■ **Task to carry out**
Copy out the line that contains "like [138, 48]." and the lines after it through the final one in the entries below, exactly, with no other lines.

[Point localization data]
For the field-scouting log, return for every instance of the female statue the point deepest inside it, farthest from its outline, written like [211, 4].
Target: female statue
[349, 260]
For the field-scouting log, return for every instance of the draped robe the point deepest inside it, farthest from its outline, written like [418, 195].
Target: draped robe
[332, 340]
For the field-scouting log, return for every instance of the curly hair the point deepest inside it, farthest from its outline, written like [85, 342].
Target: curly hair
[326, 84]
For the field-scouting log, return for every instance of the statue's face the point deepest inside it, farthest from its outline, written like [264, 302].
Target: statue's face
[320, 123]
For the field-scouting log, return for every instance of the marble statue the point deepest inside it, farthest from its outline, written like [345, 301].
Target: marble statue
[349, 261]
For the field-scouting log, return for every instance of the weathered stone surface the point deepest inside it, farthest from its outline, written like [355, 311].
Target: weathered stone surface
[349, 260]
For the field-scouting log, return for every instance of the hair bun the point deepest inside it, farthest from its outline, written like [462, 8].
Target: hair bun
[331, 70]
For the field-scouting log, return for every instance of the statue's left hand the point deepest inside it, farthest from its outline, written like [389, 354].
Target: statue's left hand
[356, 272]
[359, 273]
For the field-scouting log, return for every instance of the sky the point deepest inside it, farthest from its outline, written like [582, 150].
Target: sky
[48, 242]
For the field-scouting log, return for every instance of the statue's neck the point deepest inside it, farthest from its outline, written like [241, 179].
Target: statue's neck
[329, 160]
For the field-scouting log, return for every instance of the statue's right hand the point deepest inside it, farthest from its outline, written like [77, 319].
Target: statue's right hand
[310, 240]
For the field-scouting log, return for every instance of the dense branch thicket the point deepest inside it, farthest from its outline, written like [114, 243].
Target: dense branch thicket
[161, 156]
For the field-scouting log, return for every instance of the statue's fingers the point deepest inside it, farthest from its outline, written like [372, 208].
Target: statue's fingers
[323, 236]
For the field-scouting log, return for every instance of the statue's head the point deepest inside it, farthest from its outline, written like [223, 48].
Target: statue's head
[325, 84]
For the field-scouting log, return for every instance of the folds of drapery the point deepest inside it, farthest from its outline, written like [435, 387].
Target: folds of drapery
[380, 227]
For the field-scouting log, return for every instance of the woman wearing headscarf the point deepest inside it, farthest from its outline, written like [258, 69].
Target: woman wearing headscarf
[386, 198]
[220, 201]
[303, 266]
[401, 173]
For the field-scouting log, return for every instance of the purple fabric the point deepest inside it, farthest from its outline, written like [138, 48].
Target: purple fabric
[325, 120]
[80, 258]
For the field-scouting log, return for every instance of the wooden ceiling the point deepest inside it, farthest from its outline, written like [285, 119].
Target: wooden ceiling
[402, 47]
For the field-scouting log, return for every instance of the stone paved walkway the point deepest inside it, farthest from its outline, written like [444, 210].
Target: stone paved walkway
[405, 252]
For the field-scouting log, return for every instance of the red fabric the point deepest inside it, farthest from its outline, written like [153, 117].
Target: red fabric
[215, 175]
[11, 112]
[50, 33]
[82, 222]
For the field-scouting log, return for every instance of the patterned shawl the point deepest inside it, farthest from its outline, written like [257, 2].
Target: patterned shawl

■ **Result of this exercise**
For the field-scouting log, return for every instance of the purple fabric the point deepest inside it, farthest from its outline, written like [138, 48].
Target: purple fabric
[325, 120]
[80, 258]
For the field-scouting log, return for every instance of the wooden ceiling the point deepest inside it, farthest from its outline, written like [285, 119].
Target: wooden ceiling
[402, 47]
For the field-scouting log, return for every instance of the stone paved walkway the point deepest inside it, farthest from its outline, written like [444, 210].
Target: stone paved walkway
[405, 252]
For the field-scouting log, return for every instance of the red fabric the point deepest inside it, farthest from its outline, written like [153, 117].
Target: red fabric
[215, 175]
[11, 112]
[50, 33]
[82, 222]
For the field-scouting log, return for every instance of the patterned shawl the point deepest inside it, farthest from its outline, written like [257, 2].
Target: patterned shawl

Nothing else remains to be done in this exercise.